REQUIREMENT:
Repeat the lines of the listing below exactly, starting at the line that contains "Practice step: find the blue sign" and running through the last line, both included, and only those.

-- MATERIALS PROVIDED follows --

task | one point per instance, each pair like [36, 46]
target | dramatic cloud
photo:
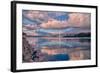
[79, 19]
[54, 24]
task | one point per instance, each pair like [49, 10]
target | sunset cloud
[54, 24]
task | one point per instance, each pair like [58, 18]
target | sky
[48, 20]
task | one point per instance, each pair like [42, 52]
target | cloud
[79, 19]
[54, 24]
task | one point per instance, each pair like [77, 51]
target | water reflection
[61, 49]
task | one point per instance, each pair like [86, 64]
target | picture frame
[59, 36]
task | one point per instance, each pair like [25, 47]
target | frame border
[13, 35]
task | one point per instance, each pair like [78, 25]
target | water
[62, 49]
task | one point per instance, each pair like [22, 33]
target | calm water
[61, 49]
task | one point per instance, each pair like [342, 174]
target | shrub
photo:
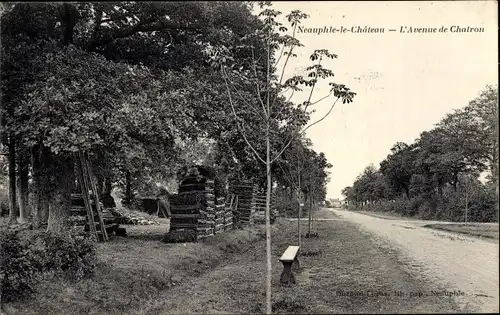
[69, 255]
[19, 270]
[26, 256]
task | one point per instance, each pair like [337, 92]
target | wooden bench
[289, 259]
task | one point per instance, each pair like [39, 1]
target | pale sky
[405, 82]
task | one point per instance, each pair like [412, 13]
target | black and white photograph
[244, 157]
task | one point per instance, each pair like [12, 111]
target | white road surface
[452, 262]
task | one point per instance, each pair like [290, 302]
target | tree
[269, 89]
[56, 39]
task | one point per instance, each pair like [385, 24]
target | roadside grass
[139, 274]
[479, 230]
[339, 261]
[134, 270]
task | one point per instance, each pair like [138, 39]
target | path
[455, 262]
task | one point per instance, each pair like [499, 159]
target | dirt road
[456, 263]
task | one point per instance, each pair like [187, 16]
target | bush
[27, 256]
[19, 270]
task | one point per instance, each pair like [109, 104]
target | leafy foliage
[27, 256]
[437, 176]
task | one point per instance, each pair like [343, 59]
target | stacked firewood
[206, 224]
[220, 214]
[79, 216]
[193, 208]
[245, 192]
[228, 213]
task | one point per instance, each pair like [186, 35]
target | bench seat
[289, 259]
[290, 254]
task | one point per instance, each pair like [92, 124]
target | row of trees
[135, 84]
[438, 176]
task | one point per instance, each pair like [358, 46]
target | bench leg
[287, 276]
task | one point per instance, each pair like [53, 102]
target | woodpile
[79, 215]
[194, 207]
[260, 209]
[228, 213]
[220, 215]
[245, 210]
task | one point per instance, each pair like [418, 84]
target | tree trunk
[128, 188]
[107, 186]
[23, 188]
[13, 210]
[268, 223]
[35, 171]
[44, 169]
[60, 201]
[300, 207]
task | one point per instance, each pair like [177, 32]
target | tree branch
[303, 131]
[257, 85]
[253, 108]
[238, 121]
[322, 118]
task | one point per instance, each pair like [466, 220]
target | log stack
[228, 213]
[193, 208]
[220, 214]
[79, 217]
[245, 192]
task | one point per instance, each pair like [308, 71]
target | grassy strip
[488, 231]
[339, 262]
[135, 272]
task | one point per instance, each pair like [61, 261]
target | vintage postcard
[207, 157]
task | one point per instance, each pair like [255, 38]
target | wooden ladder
[87, 184]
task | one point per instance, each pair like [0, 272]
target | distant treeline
[448, 173]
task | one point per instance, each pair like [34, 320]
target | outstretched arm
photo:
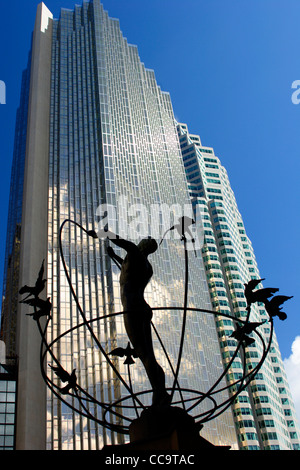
[117, 259]
[117, 240]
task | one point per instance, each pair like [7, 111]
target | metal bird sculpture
[129, 353]
[38, 287]
[42, 307]
[64, 376]
[241, 332]
[260, 295]
[182, 228]
[273, 306]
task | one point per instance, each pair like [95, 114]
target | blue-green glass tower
[101, 131]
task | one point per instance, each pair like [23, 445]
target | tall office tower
[264, 413]
[101, 135]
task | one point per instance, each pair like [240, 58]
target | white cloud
[292, 367]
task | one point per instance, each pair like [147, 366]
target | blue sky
[229, 67]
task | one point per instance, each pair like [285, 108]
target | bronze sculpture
[136, 272]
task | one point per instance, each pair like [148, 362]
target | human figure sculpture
[136, 272]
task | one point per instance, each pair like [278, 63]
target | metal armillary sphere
[125, 407]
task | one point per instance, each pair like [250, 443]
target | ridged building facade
[96, 139]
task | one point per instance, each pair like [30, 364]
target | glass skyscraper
[264, 413]
[101, 143]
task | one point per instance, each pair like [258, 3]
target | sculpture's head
[148, 246]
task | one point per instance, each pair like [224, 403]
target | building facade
[97, 142]
[101, 134]
[264, 413]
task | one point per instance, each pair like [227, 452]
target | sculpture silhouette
[136, 272]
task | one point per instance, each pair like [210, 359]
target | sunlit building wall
[101, 131]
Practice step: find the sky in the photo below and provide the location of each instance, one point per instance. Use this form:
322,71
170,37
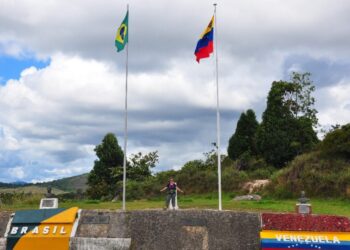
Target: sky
62,82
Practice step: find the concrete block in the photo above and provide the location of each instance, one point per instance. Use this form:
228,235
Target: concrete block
2,243
81,243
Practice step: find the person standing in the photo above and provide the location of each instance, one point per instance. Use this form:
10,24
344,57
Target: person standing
171,187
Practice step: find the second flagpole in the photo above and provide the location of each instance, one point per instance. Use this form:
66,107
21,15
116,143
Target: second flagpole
126,114
217,109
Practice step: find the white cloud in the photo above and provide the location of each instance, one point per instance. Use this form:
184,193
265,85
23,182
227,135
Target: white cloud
17,172
51,118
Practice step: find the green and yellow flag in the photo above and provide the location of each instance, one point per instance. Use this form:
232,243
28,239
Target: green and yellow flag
122,34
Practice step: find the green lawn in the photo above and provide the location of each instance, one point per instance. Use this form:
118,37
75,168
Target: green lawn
319,206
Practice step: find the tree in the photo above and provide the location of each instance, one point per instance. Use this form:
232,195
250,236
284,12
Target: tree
287,123
101,181
243,140
337,142
139,166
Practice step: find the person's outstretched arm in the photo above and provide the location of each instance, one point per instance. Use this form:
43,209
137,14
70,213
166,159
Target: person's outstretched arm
178,189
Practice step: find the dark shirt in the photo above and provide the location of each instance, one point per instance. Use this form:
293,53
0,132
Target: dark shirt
171,188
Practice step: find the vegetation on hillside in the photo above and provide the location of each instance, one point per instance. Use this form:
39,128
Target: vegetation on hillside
325,172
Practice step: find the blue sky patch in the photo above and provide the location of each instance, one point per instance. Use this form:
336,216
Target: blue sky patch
11,68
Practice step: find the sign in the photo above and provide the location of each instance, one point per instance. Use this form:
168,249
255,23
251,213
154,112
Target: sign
100,219
273,240
42,229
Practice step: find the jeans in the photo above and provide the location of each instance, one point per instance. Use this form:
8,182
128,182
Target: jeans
170,196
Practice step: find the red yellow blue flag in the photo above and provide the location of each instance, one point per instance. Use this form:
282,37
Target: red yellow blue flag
205,45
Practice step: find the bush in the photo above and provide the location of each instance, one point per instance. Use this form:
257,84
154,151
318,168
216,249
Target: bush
317,176
337,143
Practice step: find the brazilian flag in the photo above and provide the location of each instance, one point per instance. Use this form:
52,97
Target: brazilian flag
122,34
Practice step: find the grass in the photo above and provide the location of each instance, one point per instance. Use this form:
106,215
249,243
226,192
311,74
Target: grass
319,206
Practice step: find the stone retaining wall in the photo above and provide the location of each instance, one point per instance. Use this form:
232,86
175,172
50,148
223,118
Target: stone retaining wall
159,230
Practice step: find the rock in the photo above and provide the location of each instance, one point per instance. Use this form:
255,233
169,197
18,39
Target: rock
249,197
256,185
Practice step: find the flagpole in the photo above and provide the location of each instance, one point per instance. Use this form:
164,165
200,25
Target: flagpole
126,114
217,110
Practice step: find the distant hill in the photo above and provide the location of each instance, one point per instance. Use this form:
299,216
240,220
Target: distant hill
30,189
70,184
13,184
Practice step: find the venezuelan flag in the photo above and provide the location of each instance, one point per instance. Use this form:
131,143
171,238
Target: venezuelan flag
301,240
205,45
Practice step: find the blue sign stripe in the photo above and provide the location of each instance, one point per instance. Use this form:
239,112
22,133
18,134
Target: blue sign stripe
271,243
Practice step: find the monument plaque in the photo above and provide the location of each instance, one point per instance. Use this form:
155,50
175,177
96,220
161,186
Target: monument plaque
100,219
303,207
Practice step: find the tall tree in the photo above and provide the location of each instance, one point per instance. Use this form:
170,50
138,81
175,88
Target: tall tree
139,165
287,123
243,140
101,181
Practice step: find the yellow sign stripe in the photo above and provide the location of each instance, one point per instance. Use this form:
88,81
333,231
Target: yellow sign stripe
269,234
52,234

-- MATERIALS PROVIDED concluded --

RESULT OF THE TASK:
Practice step: find the blue sign stripe in the photo above and provide the location of each instance, one point per instance. Use this form:
239,112
22,133
18,134
Target: blue sign stripe
271,243
Practice step: find the monument plaque in the photo above and provide the location of each instance, one point per instance. Use this form:
155,50
175,177
96,220
161,186
Target: monument plaque
100,219
303,207
Practice step: find the tall tree in the photo above and provide the location of each instance, one point per instance. Use this form:
170,50
138,81
175,88
Target: tall tree
139,165
287,123
243,140
101,181
Practice step: find the yellow sign stripe in the photo above and provide the location of each instance, one point per instance. Use this form:
88,81
333,231
Target: yellow sign stripe
269,234
52,234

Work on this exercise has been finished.